PROBLEMS TO SOLVE:
1. Reproduce the passage in the Ford Brexit article below, starting at "Ford, which makes" and ending at "is its biggest.".
2. Answer these questions using the Ford Brexit article below.
(a) How many engines does Ford make at its two British locations?
(b) How many job cuts has Ford announced in Germany?
(c) Until at least what date was Britain's departure from the EU pushed back?
3. Resume the article below about Ford's Brexit preparations, continuing on from its final sentence.

──────── TEXT

US car maker voices concern at possible exit from EU without trade deal just as bloc orders UK to claw back illegal tax breaks designed to lure multinationals

The Ford Focus is one of the UK's best selling car but the company may quit the country in the event of a hard Brexit. Reuters
The Ford Focus is one of the UK's best selling car but the company may quit the country in the event of a hard Brexit. Reuters

Ford is spending tens of millions of euros preparing for a possible British exit from the European Union without a trade deal and has yet to decide on its longer-term plans for Britain, Ford Europe chairman Steven Armstrong said on Tuesday.

"We love being in Britain, but it has to be competitive and if it's not competitive then we'll have to take whatever actions we'll need to take to protect the business," Mr Armstrong told Reuters in the Netherlands.

Ford, which makes 1.3 million engines at two British locations, Bridgend in Wales and Dagenham in east London, and cars in Germany, has warned it could face $1 billion in tariff costs in case of a so-called hard Brexit.

While the company has announced 5,000 job cuts in Germany, its second-biggest European market, it has yet to make major decisions in Britain, which is its biggest.

Mr Armstrong said Ford was already spending tens of millions on euros on measures such as currency hedges and shifting inventory between countries. He said the best case scenario was that money spent preparing for Brexit would be "wasted".

Britain's departure from the EU has been pushed back from March 29 until at least April 12 or potentially much later, ruining some of the contingency plans of certain car makers.

────────────────
──────── EXTRACTED DATA

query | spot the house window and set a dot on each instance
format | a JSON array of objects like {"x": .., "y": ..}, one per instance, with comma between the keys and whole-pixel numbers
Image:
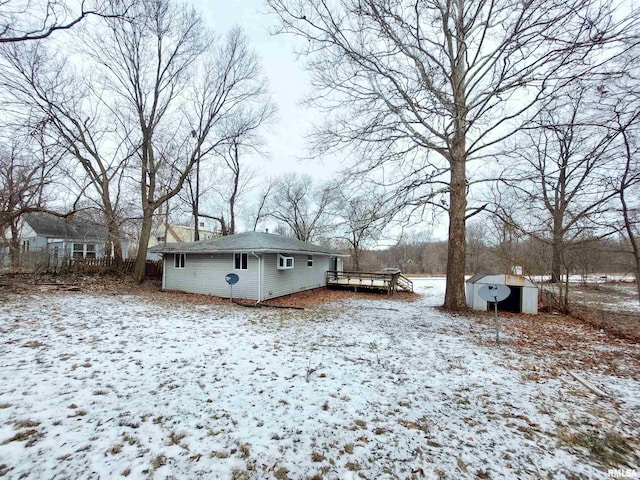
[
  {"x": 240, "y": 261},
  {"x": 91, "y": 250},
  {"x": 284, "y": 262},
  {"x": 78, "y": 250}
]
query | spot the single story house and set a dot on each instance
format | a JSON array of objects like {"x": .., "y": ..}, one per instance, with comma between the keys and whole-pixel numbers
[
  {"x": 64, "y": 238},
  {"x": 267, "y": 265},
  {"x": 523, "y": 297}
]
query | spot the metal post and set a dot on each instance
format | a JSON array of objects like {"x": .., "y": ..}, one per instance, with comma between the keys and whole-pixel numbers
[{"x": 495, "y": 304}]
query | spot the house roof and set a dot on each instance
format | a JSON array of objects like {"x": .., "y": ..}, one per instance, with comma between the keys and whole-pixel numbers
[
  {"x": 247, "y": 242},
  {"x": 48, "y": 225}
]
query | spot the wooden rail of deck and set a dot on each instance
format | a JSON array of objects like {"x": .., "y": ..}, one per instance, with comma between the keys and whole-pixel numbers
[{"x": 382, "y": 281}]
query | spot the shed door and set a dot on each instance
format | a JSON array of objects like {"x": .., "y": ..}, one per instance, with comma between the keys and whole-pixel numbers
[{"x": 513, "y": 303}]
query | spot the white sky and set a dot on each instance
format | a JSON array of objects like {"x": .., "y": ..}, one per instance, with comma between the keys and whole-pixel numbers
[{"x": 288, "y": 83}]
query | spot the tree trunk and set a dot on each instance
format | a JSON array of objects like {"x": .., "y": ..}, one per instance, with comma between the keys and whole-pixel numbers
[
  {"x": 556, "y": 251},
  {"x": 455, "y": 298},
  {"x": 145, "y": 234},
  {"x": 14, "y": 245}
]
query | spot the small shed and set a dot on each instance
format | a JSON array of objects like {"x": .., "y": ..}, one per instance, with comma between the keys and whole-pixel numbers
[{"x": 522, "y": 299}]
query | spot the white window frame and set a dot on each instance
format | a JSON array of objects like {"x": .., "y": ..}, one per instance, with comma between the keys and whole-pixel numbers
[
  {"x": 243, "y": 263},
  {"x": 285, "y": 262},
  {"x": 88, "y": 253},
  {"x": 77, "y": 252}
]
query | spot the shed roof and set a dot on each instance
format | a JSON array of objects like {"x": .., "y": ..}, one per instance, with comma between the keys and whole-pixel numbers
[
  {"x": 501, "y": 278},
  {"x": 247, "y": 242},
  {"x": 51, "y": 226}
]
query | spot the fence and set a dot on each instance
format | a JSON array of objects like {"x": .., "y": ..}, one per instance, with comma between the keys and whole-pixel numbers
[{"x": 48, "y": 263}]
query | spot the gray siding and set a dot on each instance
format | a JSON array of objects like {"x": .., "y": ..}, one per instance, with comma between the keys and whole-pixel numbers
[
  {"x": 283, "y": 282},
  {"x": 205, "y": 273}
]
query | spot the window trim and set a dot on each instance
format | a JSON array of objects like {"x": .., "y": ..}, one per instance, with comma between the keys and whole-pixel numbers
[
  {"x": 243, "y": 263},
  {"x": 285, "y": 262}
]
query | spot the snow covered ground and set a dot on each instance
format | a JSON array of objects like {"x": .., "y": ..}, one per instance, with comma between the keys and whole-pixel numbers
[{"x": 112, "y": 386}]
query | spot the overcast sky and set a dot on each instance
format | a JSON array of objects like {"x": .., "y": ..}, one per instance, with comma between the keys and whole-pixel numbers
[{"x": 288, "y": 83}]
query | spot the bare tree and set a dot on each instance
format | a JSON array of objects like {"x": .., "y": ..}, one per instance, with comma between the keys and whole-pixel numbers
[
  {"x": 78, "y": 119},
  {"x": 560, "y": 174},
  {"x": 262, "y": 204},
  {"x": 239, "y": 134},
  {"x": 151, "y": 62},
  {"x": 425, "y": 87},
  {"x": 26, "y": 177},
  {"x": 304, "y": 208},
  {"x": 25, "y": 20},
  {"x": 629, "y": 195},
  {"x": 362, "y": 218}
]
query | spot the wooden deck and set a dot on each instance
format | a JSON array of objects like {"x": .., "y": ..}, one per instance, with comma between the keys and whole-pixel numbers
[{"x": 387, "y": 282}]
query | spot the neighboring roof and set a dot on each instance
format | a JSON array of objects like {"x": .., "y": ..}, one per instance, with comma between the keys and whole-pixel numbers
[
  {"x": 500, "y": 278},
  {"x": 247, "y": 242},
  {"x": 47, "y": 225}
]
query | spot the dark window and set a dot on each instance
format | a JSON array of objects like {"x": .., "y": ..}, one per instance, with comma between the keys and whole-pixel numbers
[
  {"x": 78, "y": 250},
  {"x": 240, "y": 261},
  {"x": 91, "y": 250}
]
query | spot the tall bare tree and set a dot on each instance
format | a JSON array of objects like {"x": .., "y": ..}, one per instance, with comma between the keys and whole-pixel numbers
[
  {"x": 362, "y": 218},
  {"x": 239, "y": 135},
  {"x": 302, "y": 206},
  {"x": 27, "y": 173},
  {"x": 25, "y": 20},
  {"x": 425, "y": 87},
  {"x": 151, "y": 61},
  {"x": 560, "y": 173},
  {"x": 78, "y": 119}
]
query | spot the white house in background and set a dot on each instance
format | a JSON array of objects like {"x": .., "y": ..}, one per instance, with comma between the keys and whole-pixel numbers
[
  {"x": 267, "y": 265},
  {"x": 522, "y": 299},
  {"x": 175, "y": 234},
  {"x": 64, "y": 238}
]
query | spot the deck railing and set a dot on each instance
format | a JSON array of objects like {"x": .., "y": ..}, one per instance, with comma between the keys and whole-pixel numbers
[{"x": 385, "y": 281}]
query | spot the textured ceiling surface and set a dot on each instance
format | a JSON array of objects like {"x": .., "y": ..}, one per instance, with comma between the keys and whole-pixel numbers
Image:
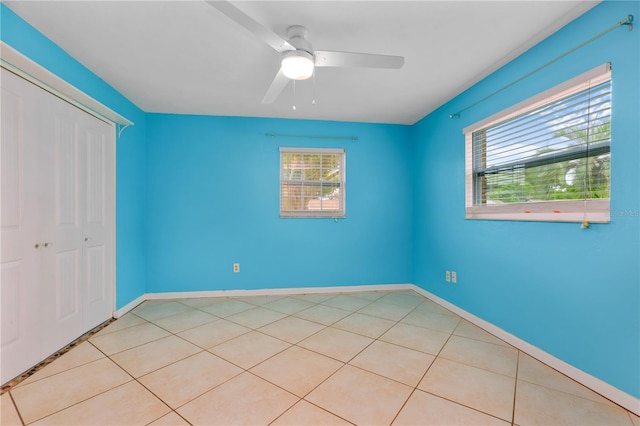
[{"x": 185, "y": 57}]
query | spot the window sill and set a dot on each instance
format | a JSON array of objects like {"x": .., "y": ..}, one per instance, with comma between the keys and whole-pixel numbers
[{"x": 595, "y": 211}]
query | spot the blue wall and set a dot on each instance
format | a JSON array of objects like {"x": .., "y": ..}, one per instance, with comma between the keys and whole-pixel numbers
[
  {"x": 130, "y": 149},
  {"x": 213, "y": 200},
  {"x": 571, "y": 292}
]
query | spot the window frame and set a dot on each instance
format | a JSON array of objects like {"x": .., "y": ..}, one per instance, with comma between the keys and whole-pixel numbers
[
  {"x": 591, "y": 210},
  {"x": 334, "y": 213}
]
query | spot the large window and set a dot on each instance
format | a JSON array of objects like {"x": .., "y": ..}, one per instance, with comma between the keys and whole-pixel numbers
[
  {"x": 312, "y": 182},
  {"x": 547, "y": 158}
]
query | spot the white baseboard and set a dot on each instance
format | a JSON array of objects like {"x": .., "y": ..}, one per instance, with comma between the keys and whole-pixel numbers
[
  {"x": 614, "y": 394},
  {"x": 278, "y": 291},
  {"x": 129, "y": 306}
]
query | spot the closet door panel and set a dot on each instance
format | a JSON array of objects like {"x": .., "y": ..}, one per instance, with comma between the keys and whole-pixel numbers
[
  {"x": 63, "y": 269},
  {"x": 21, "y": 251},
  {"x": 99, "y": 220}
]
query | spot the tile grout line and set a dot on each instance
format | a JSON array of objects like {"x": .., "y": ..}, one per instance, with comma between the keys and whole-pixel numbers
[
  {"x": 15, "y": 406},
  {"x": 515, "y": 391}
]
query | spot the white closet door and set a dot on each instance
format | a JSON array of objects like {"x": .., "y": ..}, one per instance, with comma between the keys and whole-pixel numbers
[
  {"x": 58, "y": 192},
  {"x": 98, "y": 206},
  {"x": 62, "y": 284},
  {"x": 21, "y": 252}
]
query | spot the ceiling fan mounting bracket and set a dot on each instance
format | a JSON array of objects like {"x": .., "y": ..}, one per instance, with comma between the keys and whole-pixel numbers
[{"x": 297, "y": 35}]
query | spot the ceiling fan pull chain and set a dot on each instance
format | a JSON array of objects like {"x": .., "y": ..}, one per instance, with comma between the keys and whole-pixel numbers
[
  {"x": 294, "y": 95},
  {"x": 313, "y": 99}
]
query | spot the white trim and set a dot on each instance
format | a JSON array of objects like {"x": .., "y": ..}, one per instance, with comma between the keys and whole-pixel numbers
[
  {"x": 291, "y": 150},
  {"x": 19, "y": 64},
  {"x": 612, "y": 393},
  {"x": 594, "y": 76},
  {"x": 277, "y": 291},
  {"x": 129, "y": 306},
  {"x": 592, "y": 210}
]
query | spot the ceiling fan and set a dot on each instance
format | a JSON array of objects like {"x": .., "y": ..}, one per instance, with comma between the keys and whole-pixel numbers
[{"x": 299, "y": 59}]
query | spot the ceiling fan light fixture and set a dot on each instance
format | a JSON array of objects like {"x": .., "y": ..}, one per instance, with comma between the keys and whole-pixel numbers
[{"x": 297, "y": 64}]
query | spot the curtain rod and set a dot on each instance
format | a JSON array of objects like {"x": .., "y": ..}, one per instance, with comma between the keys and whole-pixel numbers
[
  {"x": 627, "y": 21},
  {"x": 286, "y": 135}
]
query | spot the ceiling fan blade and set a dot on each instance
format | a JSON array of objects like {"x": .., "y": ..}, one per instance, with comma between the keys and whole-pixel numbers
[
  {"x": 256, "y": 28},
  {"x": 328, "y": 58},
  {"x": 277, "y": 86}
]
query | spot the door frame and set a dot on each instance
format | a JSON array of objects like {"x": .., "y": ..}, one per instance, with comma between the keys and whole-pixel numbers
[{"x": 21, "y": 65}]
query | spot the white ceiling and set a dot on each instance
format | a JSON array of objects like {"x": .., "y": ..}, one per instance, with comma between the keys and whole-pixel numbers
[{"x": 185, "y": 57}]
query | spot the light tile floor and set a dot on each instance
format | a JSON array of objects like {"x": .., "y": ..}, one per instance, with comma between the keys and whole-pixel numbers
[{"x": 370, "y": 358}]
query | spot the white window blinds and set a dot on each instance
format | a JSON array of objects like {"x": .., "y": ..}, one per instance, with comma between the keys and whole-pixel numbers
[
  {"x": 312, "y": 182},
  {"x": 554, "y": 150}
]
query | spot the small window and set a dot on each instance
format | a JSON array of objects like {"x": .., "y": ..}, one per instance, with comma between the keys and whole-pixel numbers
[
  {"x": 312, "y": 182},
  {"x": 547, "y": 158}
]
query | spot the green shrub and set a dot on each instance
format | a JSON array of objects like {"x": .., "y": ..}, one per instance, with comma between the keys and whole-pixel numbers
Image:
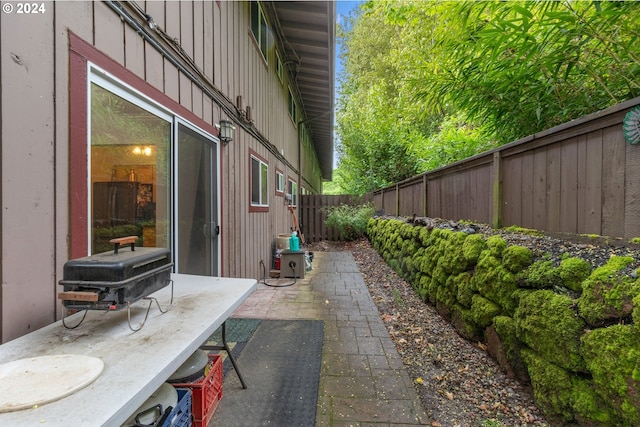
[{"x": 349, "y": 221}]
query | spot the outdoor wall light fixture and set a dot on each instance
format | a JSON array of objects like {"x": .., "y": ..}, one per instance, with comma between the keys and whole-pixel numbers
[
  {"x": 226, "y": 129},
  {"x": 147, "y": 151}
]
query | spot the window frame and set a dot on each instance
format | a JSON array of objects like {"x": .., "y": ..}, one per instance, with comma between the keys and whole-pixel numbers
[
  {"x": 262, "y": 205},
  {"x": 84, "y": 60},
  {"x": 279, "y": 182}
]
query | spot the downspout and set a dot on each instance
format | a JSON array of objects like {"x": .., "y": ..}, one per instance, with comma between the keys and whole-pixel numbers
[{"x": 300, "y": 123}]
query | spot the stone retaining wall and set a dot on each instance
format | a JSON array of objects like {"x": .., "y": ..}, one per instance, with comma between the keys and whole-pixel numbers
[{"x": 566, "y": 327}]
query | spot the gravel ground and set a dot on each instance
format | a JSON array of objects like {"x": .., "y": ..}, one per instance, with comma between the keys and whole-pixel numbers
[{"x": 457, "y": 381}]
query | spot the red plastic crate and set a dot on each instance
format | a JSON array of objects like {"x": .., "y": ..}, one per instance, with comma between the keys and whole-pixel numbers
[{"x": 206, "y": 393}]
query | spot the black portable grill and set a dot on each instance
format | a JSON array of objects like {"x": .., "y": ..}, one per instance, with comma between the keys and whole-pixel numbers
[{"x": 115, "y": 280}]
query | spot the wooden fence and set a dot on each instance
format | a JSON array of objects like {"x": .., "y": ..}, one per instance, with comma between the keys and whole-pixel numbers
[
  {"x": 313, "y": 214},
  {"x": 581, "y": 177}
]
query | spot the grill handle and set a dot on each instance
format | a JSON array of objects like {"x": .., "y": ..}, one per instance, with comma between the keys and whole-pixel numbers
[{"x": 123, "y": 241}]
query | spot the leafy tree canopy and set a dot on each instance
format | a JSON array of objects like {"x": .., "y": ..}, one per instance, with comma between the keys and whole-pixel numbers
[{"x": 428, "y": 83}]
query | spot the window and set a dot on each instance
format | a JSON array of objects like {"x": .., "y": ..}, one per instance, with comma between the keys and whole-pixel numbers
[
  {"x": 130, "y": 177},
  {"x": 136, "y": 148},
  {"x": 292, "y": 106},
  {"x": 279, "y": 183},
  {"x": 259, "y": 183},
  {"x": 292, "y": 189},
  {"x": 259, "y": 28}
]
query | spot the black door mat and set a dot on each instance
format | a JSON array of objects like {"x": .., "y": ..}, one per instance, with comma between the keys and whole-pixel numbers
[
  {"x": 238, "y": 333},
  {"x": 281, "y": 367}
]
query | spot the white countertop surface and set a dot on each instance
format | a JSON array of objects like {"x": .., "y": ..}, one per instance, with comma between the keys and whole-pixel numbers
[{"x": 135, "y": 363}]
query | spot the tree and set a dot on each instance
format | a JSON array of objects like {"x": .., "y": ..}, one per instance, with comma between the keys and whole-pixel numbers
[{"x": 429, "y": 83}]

────────────────

RESPONSES:
1.
Ford, which makes 1.3 million engines at two British locations, Bridgend in Wales and Dagenham in east London, and cars in Germany, has warned it could face $1 billion in tariff costs in case of a so-called hard Brexit.

While the company has announced 5,000 job cuts in Germany, its second-biggest European market, it has yet to make major decisions in Britain, which is its biggest.

2.
(a) 1.3 million engines.
(b) 5,000 job cuts.
(c) April 12.

3.
BMW's Mini plant in Britain is closing for four weeks and Peugeot's Vauxhall car factory for two weeks in moves planned months ago to help deal with any disruption from Brexit.

"We've been clear with the government in the UK and also in Brussels, we have to maintain frictionless trade at the borders and tariff-free trade," said Mr Armstrong.

Britain's largely foreign-owned car industry has become increasingly incredulous as a stable and attractive investment environment descends into deep political crisis.

Ford's British-built engines, which are shipped for fitting in vehicles in Germany, Turkey, the United States and elsewhere, could face delays and extra costs from a no-deal Brexit.

"We've spent the last 40 years putting a business together that relies on cross-border trading," said Mr Armstrong, who is overseeing an overhaul of Ford in Europe to refocus on its strong position in commercial vehicles and on popular European lines such as Fiesta, Britain's top-selling passenger car.

"We can't radically reshape on day one so you'd have to live with [tariffs] for a period of time," he said.

Mr Armstrong said Ford has hedged against the possibility of a sharp fall in the value of the pound through the end of 2019, while stockpiling inventory would help bridge a one or two month period of potential chaos around Brexit.

"But it's impossible really to mitigate the financial impact in the longer term of no-deal," he said. Ford could try to pass on higher tariff costs, but that would be difficult in Britain, where a recession would mean falling sales, he added.

"We haven't really factored in completely the negative shock. There are a number of things that we would try to do but the reality is ... it would impact the whole of industry, not just Ford," Mr Armstrong said.

His comments come on the same day the EU ordered the UK to claw back illegal tax breaks designed to lure multinationals to the nation - in a timely reminder that the bloc still calls the shots on competition rules until Britain leaves.

The European Commission said the British gave certain multinationals a selective advantage by granting them an unjustified exemption from UK anti–tax avoidance rules.

“This is illegal under EU state aid rules,” said Margrethe Vestager, the EU’s anti-trust chief. “The UK must now recover the undue tax benefits."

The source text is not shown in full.